**** EXERCISE INPUT ****

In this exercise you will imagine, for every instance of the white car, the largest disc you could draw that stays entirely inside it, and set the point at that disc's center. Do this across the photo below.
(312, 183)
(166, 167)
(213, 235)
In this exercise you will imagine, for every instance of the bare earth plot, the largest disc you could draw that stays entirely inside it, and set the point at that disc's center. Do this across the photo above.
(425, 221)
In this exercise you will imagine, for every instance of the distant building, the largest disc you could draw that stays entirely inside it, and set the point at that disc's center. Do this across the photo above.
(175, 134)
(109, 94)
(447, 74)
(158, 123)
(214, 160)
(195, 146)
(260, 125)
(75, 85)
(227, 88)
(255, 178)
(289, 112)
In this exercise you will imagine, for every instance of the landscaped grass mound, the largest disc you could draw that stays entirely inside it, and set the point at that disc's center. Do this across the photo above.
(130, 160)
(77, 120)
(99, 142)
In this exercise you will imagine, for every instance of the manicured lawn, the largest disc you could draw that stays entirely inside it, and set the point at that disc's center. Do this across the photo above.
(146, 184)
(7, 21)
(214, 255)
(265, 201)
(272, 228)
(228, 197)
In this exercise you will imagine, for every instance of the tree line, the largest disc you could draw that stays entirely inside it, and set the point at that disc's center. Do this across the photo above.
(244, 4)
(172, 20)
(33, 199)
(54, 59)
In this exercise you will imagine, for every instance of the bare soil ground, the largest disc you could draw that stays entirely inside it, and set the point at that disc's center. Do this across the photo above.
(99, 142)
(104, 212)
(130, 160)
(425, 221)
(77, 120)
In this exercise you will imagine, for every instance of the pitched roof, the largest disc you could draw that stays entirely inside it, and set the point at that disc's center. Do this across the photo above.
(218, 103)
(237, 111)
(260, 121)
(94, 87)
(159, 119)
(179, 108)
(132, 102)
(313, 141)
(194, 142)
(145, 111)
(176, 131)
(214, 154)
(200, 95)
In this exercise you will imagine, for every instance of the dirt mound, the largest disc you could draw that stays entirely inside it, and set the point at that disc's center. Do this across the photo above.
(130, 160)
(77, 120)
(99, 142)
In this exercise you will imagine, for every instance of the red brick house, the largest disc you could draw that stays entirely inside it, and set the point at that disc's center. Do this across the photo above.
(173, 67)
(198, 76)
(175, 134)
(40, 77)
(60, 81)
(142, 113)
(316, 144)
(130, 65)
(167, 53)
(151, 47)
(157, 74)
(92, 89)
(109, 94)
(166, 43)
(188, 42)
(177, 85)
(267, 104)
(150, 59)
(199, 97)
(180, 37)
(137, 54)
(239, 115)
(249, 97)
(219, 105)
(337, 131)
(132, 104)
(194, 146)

****

● **BRIEF**:
Can you rewrite everything from the line containing "the red brick" down to the end of the records as a numbered list, dropping any blank lines?

● **SOLUTION**:
1. In this exercise you will imagine, for every instance of the red brick house, the largest disc you could draw that stays entirely inside it, and set the point at that disc's center. Do this across the photo above.
2. (173, 67)
3. (198, 76)
4. (175, 134)
5. (40, 77)
6. (60, 81)
7. (142, 113)
8. (316, 144)
9. (130, 65)
10. (167, 53)
11. (151, 47)
12. (157, 74)
13. (92, 89)
14. (109, 94)
15. (166, 43)
16. (188, 42)
17. (177, 85)
18. (267, 104)
19. (150, 59)
20. (199, 97)
21. (180, 37)
22. (137, 54)
23. (239, 115)
24. (249, 97)
25. (219, 105)
26. (337, 131)
27. (132, 104)
28. (194, 146)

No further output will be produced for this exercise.